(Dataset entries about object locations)

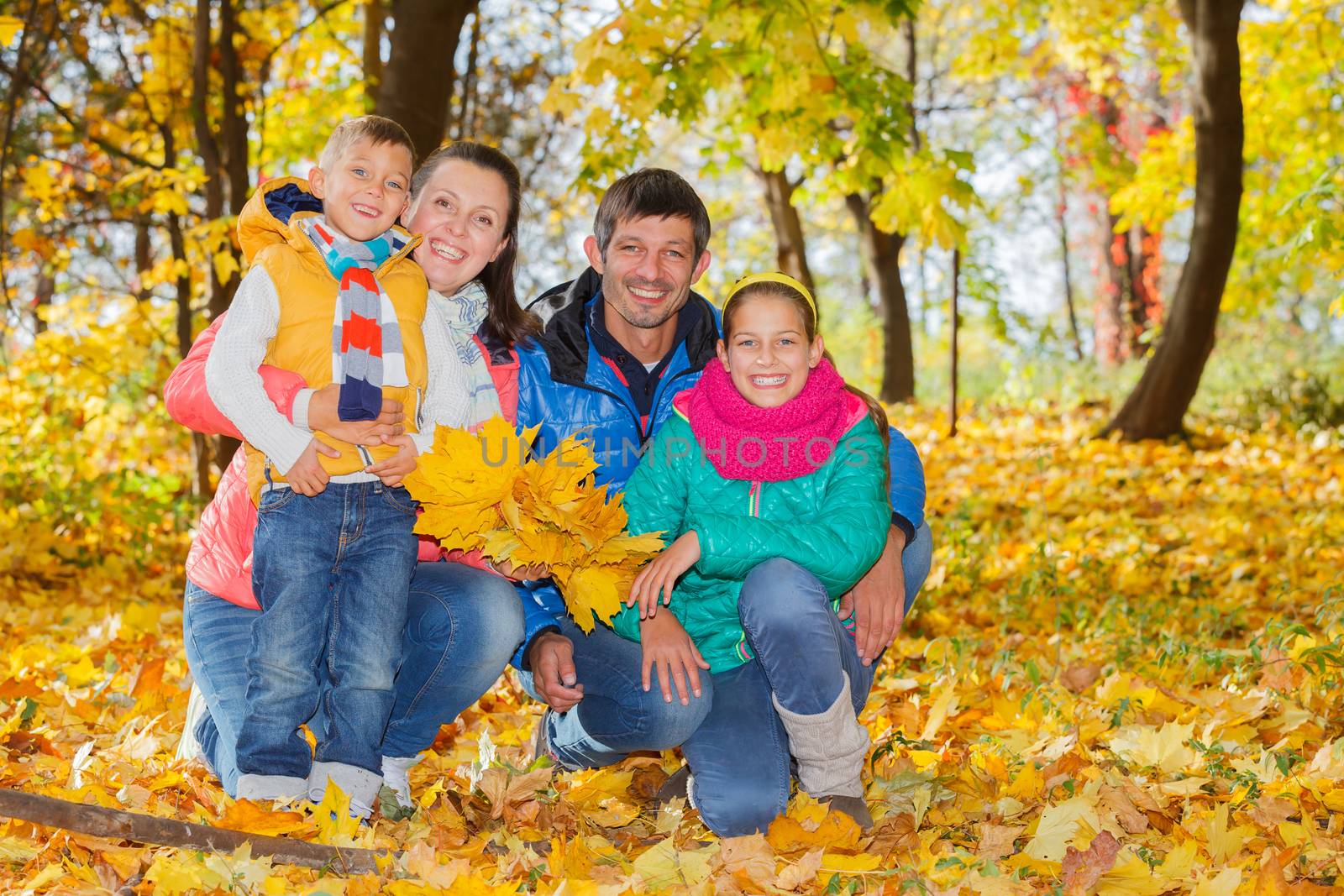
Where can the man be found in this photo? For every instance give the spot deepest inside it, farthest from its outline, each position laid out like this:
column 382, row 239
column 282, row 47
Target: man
column 620, row 343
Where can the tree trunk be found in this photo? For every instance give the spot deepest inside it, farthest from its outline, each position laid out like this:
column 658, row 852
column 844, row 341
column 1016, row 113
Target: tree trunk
column 1113, row 320
column 882, row 259
column 467, row 107
column 1158, row 406
column 234, row 134
column 1062, row 211
column 374, row 15
column 418, row 74
column 199, row 446
column 790, row 246
column 42, row 295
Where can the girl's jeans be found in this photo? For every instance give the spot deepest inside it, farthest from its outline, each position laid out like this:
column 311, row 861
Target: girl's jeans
column 463, row 626
column 739, row 757
column 732, row 735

- **REQUEST**:
Render every line of the entries above as a numbered list, skipping any blank lines and leaving out the pictures.

- **WRITTEN RESPONSE**:
1. Where can the man be found in this photo? For every instance give the spot deepest inside it, farthest from its outline, each position laid out like this:
2. column 382, row 239
3. column 282, row 47
4. Target: man
5. column 620, row 343
6. Where can the tree trunk be found in this photo? For every instance give the spot deepest inside it, farthest from its outline, each position laid out like this:
7. column 658, row 852
8. column 844, row 341
9. column 1016, row 113
10. Target: tree trunk
11. column 1113, row 320
12. column 882, row 259
13. column 467, row 107
14. column 1158, row 406
15. column 234, row 134
16. column 1062, row 211
17. column 374, row 15
18. column 418, row 74
19. column 199, row 446
20. column 790, row 246
21. column 42, row 295
22. Where can the girl's jeans be found in this photo? For every instance give the spot deepest inside it, farthest from its outline, each position laid out like this:
23. column 311, row 861
24. Target: girl's jeans
25. column 463, row 626
26. column 739, row 757
27. column 732, row 735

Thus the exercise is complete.